== Work instructions ==
Go to the line below containing "Note to the class: point at the shirt" and print exactly from there through the line containing "Note to the class: point at the blue baseball", both included. Print nothing else.

======== Recorded information

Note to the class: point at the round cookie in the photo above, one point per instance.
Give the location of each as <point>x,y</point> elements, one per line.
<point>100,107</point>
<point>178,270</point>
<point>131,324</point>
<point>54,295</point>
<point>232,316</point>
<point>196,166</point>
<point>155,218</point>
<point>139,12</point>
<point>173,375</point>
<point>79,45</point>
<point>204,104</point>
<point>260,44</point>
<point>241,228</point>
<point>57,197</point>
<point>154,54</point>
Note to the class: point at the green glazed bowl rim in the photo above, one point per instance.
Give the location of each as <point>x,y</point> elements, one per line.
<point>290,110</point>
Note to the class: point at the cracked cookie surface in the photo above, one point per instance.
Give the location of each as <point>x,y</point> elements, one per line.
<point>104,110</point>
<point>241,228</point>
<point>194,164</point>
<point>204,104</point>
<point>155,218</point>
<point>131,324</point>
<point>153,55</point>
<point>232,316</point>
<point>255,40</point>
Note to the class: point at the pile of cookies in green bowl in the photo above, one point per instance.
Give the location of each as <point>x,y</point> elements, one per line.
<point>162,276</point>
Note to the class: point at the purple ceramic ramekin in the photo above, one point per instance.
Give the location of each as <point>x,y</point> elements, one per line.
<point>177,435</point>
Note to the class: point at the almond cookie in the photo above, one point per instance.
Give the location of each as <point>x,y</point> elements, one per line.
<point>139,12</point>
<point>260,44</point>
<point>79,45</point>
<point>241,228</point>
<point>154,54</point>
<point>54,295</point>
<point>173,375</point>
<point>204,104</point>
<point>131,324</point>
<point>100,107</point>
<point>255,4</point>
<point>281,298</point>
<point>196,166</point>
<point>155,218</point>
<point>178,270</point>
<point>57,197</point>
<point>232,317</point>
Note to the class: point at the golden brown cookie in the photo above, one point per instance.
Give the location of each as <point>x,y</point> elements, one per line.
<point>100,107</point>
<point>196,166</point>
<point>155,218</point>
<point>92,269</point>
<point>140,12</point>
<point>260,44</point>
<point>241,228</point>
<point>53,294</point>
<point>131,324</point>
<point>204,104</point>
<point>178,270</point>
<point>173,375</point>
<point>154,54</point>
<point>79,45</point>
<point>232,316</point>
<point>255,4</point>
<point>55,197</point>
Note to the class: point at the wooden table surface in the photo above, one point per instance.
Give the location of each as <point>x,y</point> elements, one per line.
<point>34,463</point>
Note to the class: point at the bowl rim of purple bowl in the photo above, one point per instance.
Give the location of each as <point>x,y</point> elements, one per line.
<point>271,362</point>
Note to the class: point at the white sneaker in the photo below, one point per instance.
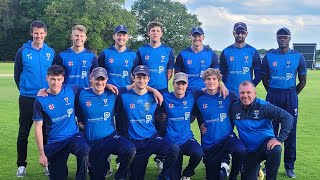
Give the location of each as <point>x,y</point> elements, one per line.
<point>226,167</point>
<point>159,165</point>
<point>21,172</point>
<point>185,178</point>
<point>46,171</point>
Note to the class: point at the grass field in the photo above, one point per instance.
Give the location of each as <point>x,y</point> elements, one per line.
<point>308,152</point>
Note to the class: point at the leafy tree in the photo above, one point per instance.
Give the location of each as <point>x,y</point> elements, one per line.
<point>174,16</point>
<point>98,16</point>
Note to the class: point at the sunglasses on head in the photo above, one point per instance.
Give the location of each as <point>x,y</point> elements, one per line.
<point>240,32</point>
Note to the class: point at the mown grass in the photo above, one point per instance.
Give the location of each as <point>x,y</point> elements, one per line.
<point>308,147</point>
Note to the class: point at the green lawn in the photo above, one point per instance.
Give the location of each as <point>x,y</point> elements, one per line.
<point>307,142</point>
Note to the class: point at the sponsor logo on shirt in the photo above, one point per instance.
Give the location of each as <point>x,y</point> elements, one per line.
<point>51,106</point>
<point>288,76</point>
<point>48,56</point>
<point>163,58</point>
<point>148,118</point>
<point>105,101</point>
<point>186,115</point>
<point>69,112</point>
<point>161,69</point>
<point>274,64</point>
<point>256,114</point>
<point>29,56</point>
<point>83,74</point>
<point>204,106</point>
<point>66,99</point>
<point>106,115</point>
<point>170,105</point>
<point>245,70</point>
<point>223,116</point>
<point>88,103</point>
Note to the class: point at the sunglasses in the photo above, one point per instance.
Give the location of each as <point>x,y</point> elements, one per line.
<point>283,37</point>
<point>241,32</point>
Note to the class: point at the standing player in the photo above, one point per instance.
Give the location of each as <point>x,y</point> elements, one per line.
<point>280,69</point>
<point>77,61</point>
<point>253,117</point>
<point>96,109</point>
<point>178,106</point>
<point>218,137</point>
<point>56,113</point>
<point>118,60</point>
<point>239,61</point>
<point>139,107</point>
<point>157,57</point>
<point>30,66</point>
<point>196,59</point>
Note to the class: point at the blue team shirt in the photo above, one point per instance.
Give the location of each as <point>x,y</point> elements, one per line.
<point>96,112</point>
<point>118,65</point>
<point>194,64</point>
<point>30,68</point>
<point>255,123</point>
<point>57,114</point>
<point>159,60</point>
<point>178,112</point>
<point>238,65</point>
<point>214,111</point>
<point>139,113</point>
<point>282,69</point>
<point>77,66</point>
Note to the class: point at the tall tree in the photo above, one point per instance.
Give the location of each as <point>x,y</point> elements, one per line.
<point>175,17</point>
<point>99,16</point>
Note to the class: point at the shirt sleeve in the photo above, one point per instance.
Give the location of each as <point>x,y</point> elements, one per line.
<point>178,66</point>
<point>171,60</point>
<point>37,111</point>
<point>18,67</point>
<point>102,59</point>
<point>302,69</point>
<point>214,62</point>
<point>223,67</point>
<point>277,114</point>
<point>257,68</point>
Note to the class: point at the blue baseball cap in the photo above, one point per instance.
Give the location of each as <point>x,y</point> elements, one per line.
<point>99,72</point>
<point>121,28</point>
<point>197,29</point>
<point>283,31</point>
<point>141,70</point>
<point>240,26</point>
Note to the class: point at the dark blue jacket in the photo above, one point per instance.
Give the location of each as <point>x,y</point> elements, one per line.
<point>30,68</point>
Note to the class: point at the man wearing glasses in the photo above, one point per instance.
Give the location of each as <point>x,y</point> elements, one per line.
<point>279,71</point>
<point>239,61</point>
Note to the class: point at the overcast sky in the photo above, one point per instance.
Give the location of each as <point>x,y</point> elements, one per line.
<point>263,18</point>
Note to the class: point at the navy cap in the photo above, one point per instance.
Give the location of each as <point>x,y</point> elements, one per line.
<point>197,30</point>
<point>240,26</point>
<point>99,72</point>
<point>283,31</point>
<point>141,70</point>
<point>121,28</point>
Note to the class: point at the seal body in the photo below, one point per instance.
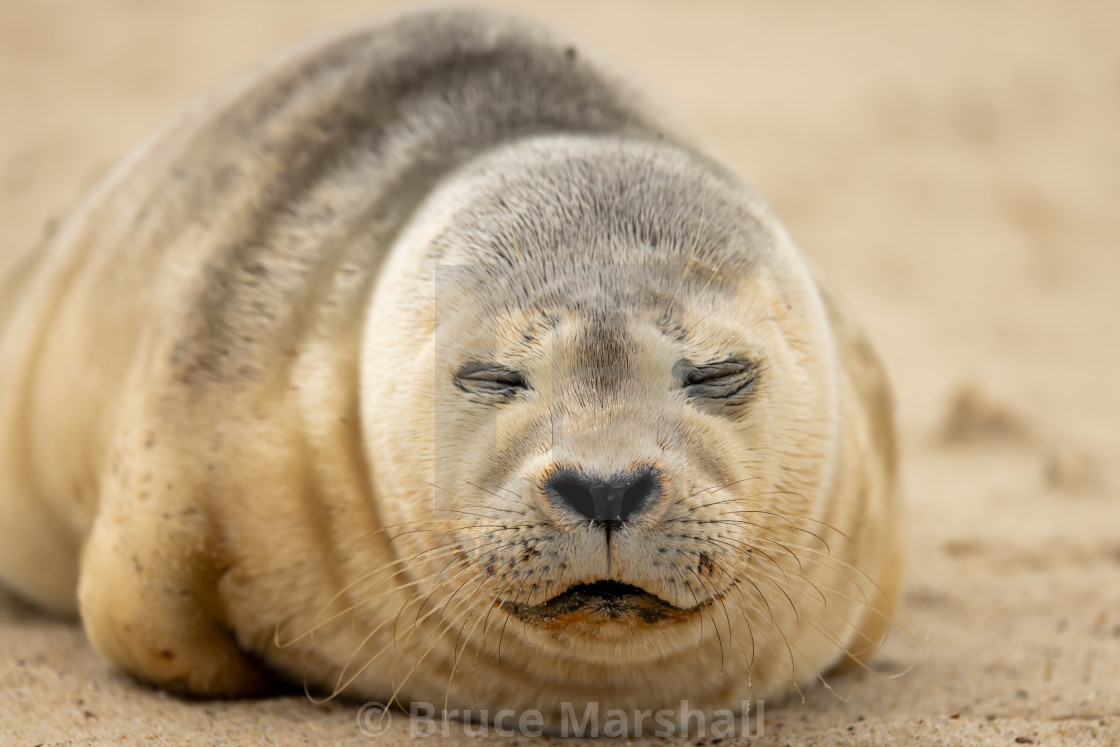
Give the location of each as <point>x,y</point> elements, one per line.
<point>428,363</point>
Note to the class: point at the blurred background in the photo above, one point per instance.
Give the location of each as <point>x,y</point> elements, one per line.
<point>953,168</point>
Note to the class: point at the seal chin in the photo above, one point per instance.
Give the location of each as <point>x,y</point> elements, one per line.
<point>600,603</point>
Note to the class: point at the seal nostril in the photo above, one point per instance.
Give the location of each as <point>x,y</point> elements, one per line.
<point>604,501</point>
<point>637,494</point>
<point>575,495</point>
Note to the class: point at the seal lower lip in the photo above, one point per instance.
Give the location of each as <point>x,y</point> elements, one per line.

================

== The completed task ==
Note to the class: point at the shirt sleeve in the photo above, one point per instance.
Give the location of each as <point>x,y</point> elements, one per line.
<point>178,66</point>
<point>171,60</point>
<point>37,111</point>
<point>18,67</point>
<point>102,59</point>
<point>302,69</point>
<point>214,62</point>
<point>223,67</point>
<point>277,114</point>
<point>257,68</point>
Note to the class: point at the blue baseball cap in the photo above, one point per instance.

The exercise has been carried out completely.